RECORDS FOR THIS TASK
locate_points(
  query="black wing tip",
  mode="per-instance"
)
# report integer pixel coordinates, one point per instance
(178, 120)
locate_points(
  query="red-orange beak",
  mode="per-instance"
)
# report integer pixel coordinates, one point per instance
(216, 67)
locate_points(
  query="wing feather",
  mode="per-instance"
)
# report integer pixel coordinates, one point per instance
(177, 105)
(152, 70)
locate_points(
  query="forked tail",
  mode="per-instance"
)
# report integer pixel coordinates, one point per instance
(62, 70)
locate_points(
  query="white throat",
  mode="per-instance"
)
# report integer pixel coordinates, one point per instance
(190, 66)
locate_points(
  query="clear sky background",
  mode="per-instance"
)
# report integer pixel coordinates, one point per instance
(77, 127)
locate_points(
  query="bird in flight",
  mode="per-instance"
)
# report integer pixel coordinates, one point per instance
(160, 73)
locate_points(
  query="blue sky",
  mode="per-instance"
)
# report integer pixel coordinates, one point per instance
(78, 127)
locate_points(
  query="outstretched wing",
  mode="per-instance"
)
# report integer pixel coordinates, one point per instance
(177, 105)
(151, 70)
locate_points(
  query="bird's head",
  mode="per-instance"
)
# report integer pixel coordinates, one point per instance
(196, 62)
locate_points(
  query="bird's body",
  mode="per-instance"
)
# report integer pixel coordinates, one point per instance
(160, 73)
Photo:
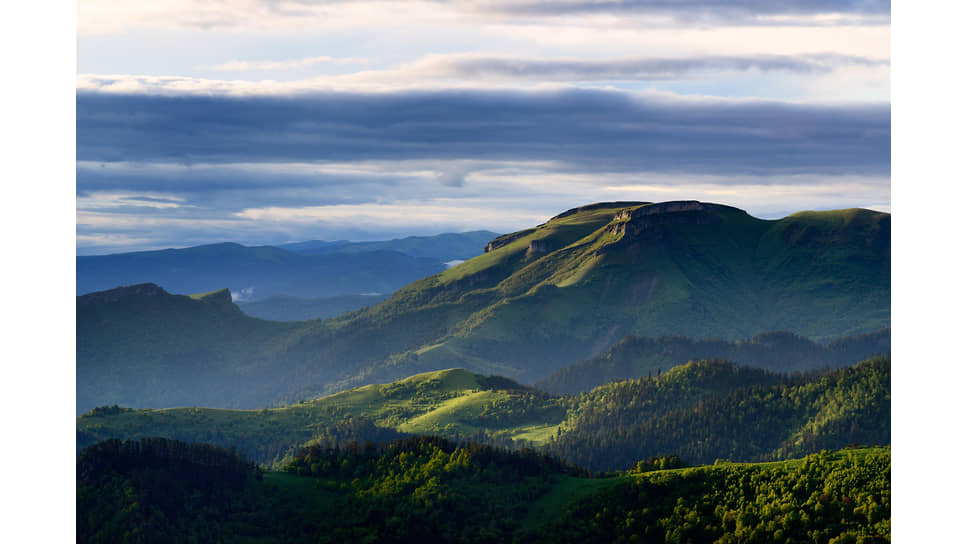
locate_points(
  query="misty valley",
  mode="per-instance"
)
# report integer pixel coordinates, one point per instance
(677, 371)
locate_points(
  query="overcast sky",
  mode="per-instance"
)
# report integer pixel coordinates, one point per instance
(261, 121)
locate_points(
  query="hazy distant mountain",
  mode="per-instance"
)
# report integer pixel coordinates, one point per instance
(255, 272)
(442, 247)
(286, 308)
(141, 346)
(556, 294)
(536, 301)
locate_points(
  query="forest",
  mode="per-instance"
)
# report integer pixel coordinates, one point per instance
(702, 411)
(431, 489)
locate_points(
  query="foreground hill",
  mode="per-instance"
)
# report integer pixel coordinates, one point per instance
(431, 490)
(142, 346)
(635, 356)
(701, 411)
(256, 271)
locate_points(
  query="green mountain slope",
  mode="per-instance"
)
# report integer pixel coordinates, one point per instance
(534, 302)
(546, 297)
(757, 420)
(701, 410)
(287, 308)
(635, 356)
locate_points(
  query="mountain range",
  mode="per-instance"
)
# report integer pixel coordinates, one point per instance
(307, 270)
(535, 302)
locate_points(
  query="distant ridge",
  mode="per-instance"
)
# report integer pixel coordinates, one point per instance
(539, 300)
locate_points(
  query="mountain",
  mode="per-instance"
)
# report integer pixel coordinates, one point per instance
(539, 300)
(445, 247)
(141, 346)
(701, 411)
(636, 356)
(543, 298)
(255, 272)
(287, 308)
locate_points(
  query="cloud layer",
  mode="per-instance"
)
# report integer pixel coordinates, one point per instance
(597, 129)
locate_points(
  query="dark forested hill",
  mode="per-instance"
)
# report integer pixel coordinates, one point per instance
(700, 411)
(287, 308)
(710, 411)
(431, 490)
(534, 302)
(635, 356)
(546, 297)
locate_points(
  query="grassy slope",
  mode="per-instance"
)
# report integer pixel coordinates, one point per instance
(524, 314)
(460, 403)
(552, 296)
(435, 402)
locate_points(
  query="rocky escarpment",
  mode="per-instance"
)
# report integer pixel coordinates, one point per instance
(633, 221)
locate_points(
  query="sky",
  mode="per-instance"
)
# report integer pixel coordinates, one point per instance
(263, 121)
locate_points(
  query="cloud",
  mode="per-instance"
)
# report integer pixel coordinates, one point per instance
(243, 66)
(243, 295)
(473, 71)
(693, 10)
(596, 129)
(99, 16)
(641, 68)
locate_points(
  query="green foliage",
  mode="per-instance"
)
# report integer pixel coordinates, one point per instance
(545, 298)
(826, 497)
(704, 420)
(430, 489)
(157, 490)
(701, 411)
(635, 356)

YOUR GOAL
Copy all of the entries verbatim, leaving out any pictures they contain.

SOLUTION TO THIS PROBLEM
locate_points(
  query="black wing tip",
  mode="per-instance"
)
# report integer pixel coordinates, one point per instance
(178, 120)
locate_points(
  query="red-orange beak",
  mode="per-instance"
)
# report integer pixel coordinates, one point per instance
(216, 67)
locate_points(
  query="wing feather",
  mode="per-instance"
)
# report integer pixel coordinates, one point per instance
(177, 105)
(152, 70)
locate_points(
  query="forked tail",
  mode="per-instance"
)
# report integer pixel coordinates, one point per instance
(62, 70)
locate_points(
  query="white throat",
  mode="per-instance"
)
# report integer pixel coordinates, one point per instance
(190, 66)
locate_points(
  query="clear sky background",
  mode="per-instance"
)
# report integer pixel coordinates, one point per instance
(77, 127)
locate_points(
  query="bird in flight",
  mode="per-instance"
)
# report integer pixel coordinates, one point per instance
(160, 73)
locate_points(
  query="blue sky",
  mode="per-instance"
)
# report integer pixel coordinates, one point per instance
(78, 127)
locate_points(
  query="outstretched wing",
  mode="per-instance"
)
# report integer pixel coordinates, one point per instance
(177, 105)
(151, 70)
locate_points(
  query="bird's head",
  mode="per-instance"
)
# report integer pixel coordinates, one point per instance
(196, 62)
locate_points(
  query="bird's body",
  mode="per-instance"
)
# report integer pixel coordinates, one point per instance
(160, 73)
Photo:
locate_points(
  query="misty valley",
  mode="per-instance"
)
# report integer pixel coordinates, one point per instance
(677, 371)
locate_points(
  query="overcast sky",
  mode="per-instance"
)
# report integer pixel coordinates, one point per instance
(261, 121)
locate_points(
  query="hazy distant mountain",
  mode="per-instance"
)
# report integer pixel coordinates, one point per instance
(255, 272)
(442, 247)
(286, 308)
(141, 346)
(556, 294)
(536, 301)
locate_points(
  query="forest",
  mode="per-instance"
)
# report integer pixel coordinates, one point per instance
(702, 411)
(431, 489)
locate_points(
  query="foreground hill",
  mode="per-instance"
)
# report integer pixel coordinates, one point per instance
(431, 490)
(142, 346)
(635, 356)
(701, 411)
(256, 271)
locate_points(
  query="green mountain slope",
  mode="per-instance"
)
# report integer pixel coordinates, one point per instance
(534, 302)
(546, 297)
(757, 420)
(701, 410)
(287, 308)
(635, 356)
locate_points(
  query="mountain range",
  mode="per-instance"
)
# report integer pixel coordinates, one point per instance
(307, 270)
(535, 302)
locate_points(
  query="distant ridge",
  mode="per-instance"
)
# report integer pixel coordinates, one point per instance
(539, 300)
locate_points(
  query="mountain",
  mode="per-instance"
)
# report integer pixel coordinates, one point per instance
(539, 300)
(445, 247)
(141, 346)
(701, 411)
(636, 356)
(543, 298)
(255, 272)
(287, 308)
locate_points(
  query="cloud layer",
  mode="per-instance"
)
# report integer pixel coordinates, one point per instance
(597, 129)
locate_points(
  query="dark forested hill",
  mode="per-instance"
)
# report integer pixel coordinates, one point per instance
(700, 411)
(287, 308)
(710, 411)
(431, 490)
(534, 302)
(635, 356)
(546, 297)
locate_points(
  query="grassy slope",
  mode="per-instance"
)
# report integer pixel coordinates, one point per instance
(524, 314)
(460, 403)
(552, 296)
(435, 402)
locate_points(
  query="rocky escarpment",
  mode="per-instance"
)
# report integer pixel coordinates, one point per instance
(633, 221)
locate_points(
  query="sky",
  mode="per-instance"
)
# report integer pixel coordinates, one point per instance
(263, 121)
locate_points(
  query="cloud",
  mode="per-instance"
)
# report integer pixel coordinates, one point per instance
(243, 66)
(243, 295)
(473, 71)
(693, 10)
(596, 129)
(99, 16)
(641, 68)
locate_points(
  query="green foliage",
  mode="per-instance"
)
# report integer pixel coordinates, one point per instance
(545, 298)
(826, 497)
(704, 420)
(430, 489)
(157, 490)
(701, 411)
(635, 356)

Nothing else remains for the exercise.